EXERCISE:
Look through the entries below and count the lines with "roof" in them; the reply is the number alone.

_ _ _ _ _

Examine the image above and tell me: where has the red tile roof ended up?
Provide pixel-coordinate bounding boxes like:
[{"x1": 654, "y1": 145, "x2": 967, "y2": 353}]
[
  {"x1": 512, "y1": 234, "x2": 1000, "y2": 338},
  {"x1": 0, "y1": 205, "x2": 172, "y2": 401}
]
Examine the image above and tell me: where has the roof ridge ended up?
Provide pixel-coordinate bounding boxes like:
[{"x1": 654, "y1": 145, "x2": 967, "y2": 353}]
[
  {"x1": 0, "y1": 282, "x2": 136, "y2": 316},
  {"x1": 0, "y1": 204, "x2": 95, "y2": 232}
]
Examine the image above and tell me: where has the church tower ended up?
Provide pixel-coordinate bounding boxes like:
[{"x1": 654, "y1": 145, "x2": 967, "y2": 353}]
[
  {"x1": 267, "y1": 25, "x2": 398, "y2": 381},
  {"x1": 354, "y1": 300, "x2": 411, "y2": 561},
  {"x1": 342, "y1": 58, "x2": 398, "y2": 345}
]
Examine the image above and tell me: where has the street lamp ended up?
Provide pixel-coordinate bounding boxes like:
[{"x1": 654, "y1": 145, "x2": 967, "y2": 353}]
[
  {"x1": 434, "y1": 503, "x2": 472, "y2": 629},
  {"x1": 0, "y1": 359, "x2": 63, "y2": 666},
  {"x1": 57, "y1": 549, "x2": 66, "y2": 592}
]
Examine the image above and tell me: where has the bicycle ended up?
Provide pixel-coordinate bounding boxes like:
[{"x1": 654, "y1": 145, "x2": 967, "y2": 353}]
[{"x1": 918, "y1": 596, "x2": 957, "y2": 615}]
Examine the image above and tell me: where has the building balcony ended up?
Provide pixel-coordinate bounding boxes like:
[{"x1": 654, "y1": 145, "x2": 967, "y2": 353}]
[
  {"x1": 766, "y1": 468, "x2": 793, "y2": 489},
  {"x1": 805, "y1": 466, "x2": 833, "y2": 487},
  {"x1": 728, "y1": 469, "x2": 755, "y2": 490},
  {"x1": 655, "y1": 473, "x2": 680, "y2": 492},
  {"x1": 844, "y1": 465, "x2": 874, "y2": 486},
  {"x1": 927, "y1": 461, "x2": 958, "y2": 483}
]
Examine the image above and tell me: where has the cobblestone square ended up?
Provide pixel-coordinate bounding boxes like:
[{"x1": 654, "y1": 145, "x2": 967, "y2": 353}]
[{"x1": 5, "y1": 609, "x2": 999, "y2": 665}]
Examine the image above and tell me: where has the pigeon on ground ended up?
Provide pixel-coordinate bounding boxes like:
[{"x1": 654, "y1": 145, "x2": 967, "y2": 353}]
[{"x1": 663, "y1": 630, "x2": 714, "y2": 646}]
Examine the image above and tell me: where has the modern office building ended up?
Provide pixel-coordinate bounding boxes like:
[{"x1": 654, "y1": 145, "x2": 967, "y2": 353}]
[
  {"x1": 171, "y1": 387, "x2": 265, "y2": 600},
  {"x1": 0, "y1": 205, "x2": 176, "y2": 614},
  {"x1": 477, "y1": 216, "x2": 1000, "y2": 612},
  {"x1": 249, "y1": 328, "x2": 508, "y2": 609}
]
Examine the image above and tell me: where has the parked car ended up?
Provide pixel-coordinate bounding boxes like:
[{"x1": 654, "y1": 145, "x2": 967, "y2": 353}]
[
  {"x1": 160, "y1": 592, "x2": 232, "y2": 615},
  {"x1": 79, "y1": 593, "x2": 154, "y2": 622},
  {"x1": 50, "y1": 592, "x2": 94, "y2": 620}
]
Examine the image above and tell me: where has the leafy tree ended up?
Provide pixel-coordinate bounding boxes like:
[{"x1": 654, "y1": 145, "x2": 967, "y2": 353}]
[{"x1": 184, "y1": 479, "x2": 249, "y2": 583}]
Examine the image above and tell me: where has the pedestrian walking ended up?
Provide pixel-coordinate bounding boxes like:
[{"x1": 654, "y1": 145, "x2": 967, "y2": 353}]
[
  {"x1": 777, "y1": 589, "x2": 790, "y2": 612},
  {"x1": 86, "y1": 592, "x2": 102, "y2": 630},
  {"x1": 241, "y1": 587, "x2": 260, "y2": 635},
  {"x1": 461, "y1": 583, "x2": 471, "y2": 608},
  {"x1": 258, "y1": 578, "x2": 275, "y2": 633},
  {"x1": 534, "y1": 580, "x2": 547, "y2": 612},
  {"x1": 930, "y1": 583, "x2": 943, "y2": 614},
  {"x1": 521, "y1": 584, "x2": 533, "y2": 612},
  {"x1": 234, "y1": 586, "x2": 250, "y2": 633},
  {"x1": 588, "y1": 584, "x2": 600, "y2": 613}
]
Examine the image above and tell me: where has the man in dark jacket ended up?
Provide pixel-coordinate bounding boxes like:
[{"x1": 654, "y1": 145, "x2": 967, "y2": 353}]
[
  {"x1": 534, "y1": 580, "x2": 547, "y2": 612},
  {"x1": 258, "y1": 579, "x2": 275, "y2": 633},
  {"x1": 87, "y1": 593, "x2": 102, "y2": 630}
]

_ _ _ _ _

WRITTEN REPLY:
2